Отрывок:
--- --- ---

…Мое первое четкое воспоминание об отце: письменный стол, лампа, стрекот печатной машинки. Под него было так сладко дремать. Когда тебе пять, шесть, десять, то кажется, что литеры будут бить по бумаге сегодня и завтра, всегда. И сильными руками папа возьмет и перенесет на кровать, когда заснешь.
Мы шли по лесу у Горска. Шли к большому муравейнику, а потом к Рыгоравай Порубке. Звенели в пакете кружки для ягод. Я ленился собирать, искал полянку, садился и наблюдал, как бьются в паутине мухи, как стрекоза флиртует со шмелем. А потом откуда-то сверху появлялся отец — высокий, сильный, с полной пригоршней ягод — и кормил черникой с рук. Я помню его улыбающееся лицо на фоне сосновых верхушек — как будто это нимб, ореол. Спасибо, папа! Давай я тебя обниму.
…«Колька, нарисуй реку», — говорил отец. Рядом стояли камеры. В деревне по его сценарию снимали документальный фильм о малой родине, ушедших словах и мелиорации, убивавшей Полесье. Я взял линейку и нарисовал прямую синюю линию. Такой стала река Винец, когда-то полноводная, а потом спрямленная, зауженная ковшами экскаваторов. «Река должна быть свободной. Она не может быть прямой», — поправил он меня.
Ночью, проснувшись от кошмара, я выбегал на улицу, туда, где сверчки, лягушки, где тянуло болотом и было зябко от росы. Отец показывал Большую Медведицу и Малую и знал ответы на все вопросы. Это было Самое Главное. Я сохранил его в себе.
…Папа много работал, писал, редактировал. Я учился, влюблялся, дерзил. Он брал лист бумаги, показывал: «Представь, что твой текст — это дерево. У него есть скелет — ветки, ствол. Но этот текст мертвый. Рисуй на нем листья. Добавляй жучков и пение птиц, шелест листьев, запах смолы. Добавляй жизнь».
На лекции впавшая в маразм, обозленная на свою посредственность преподавательница с партбилетом в сердце позволила себе оскорбить отца, и я понял: еще чуть-чуть — сниму с нее скальп. Он забрал меня из института и долго успокаивал. Мы поехали на дачу, собирали поздние яблоки, а ночью поднялись посмотреть, что стало с Большой Медведицей. Она была на месте. Хотелось обнять отца, но я уже не мог. Обычная история — о взрослении, мужчинах и комплексах…
Отец остался без работы. Не хотел поступаться принципами и ложиться под систему — и тех, кто против системы. За свои деньги и с небольшой помощью читателей издал из-под полы последние книги. В одной написал: «Все чаще ловлю себя на горькой мысли: в следующей жизни я не хочу быть публицистом, спорящим, доказывающим, убеждающим… Я стану, возможно, деревенским воробьем. Налетаюсь, присяду на ветку отдохнуть, почирикать о зеленом и голубом, о земле и небе. Этого воробья, как и публициста, поймут только умные люди».

--- --- ---

Задания:
A: Что, согласно отрывку, было нарисовано линейкой, когда отец попросил нарисовать реку?
B: Выведите без изменений участок отрывка от слов «Мы шли по лесу» до слов «я тебя обниму.» включительно.

--- --- ---

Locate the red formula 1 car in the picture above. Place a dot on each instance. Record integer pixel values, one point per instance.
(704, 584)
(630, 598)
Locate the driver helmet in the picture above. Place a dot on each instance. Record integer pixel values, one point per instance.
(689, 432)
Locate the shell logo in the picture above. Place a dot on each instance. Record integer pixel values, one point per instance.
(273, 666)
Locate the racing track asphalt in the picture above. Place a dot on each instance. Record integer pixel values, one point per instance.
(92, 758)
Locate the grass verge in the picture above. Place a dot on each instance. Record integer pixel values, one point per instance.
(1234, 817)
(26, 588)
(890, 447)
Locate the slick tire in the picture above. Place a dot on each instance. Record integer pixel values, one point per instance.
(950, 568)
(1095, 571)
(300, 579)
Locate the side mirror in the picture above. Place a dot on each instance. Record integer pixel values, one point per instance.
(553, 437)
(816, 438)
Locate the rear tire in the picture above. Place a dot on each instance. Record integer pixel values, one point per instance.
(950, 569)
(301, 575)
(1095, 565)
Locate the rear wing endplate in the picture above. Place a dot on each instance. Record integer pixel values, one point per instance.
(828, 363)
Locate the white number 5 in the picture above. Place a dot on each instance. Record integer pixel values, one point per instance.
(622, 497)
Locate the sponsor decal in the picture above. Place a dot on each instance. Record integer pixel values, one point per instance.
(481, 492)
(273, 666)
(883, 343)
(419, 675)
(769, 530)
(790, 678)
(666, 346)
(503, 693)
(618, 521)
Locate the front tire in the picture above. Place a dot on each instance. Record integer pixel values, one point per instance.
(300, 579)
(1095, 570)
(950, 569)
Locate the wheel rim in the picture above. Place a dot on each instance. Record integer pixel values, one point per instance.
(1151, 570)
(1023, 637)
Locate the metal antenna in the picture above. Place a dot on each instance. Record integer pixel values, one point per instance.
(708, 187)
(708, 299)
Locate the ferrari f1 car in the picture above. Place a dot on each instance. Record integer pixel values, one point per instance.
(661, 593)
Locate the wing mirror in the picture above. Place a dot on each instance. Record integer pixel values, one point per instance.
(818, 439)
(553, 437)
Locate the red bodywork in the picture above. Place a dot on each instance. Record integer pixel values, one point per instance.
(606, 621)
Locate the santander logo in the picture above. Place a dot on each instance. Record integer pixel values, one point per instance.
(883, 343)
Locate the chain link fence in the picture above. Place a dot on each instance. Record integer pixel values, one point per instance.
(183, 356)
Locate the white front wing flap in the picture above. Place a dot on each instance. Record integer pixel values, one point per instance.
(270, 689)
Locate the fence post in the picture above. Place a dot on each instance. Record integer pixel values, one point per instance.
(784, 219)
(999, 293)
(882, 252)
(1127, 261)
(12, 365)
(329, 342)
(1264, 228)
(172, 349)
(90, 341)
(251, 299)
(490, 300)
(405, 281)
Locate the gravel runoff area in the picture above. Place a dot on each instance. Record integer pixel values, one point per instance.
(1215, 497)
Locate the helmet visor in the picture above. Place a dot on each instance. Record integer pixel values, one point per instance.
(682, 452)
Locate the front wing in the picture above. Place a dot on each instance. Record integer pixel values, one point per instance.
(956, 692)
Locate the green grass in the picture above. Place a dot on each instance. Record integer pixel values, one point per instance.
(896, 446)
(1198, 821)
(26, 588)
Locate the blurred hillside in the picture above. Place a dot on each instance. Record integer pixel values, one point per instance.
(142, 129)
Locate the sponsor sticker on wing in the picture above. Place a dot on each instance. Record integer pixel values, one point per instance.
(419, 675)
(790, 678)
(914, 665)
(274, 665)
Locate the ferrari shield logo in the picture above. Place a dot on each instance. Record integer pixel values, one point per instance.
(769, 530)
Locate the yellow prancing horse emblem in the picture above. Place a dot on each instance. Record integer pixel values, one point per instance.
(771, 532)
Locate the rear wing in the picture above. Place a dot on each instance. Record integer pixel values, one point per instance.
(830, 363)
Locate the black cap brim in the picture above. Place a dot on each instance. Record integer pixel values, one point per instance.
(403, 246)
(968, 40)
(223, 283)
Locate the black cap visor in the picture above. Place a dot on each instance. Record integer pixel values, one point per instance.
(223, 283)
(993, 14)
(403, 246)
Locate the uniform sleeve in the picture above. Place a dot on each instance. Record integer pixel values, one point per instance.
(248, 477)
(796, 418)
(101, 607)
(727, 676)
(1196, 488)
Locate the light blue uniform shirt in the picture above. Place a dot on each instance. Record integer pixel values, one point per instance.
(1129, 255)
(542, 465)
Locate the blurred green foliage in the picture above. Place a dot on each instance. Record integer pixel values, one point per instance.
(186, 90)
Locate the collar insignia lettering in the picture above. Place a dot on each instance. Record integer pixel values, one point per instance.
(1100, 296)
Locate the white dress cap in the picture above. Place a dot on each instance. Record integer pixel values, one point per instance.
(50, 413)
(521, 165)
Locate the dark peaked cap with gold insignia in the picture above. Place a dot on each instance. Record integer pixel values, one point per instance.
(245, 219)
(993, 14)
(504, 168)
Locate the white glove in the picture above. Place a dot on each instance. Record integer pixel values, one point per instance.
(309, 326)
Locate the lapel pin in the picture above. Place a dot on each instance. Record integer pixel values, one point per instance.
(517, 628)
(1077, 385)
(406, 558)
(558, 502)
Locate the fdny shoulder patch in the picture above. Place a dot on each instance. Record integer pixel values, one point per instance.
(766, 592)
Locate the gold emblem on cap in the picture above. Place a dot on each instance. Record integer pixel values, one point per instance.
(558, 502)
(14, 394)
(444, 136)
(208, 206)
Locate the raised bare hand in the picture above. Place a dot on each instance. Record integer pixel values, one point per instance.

--- --- ---

Ответы к заданиям:
A: Прямая синяя линия.

B:
Мы шли по лесу у Горска. Шли к большому муравейнику, а потом к Рыгоравай Порубке. Звенели в пакете кружки для ягод. Я ленился собирать, искал полянку, садился и наблюдал, как бьются в паутине мухи, как стрекоза флиртует со шмелем. А потом откуда-то сверху появлялся отец — высокий, сильный, с полной пригоршней ягод — и кормил черникой с рук. Я помню его улыбающееся лицо на фоне сосновых верхушек — как будто это нимб, ореол. Спасибо, папа! Давай я тебя обниму.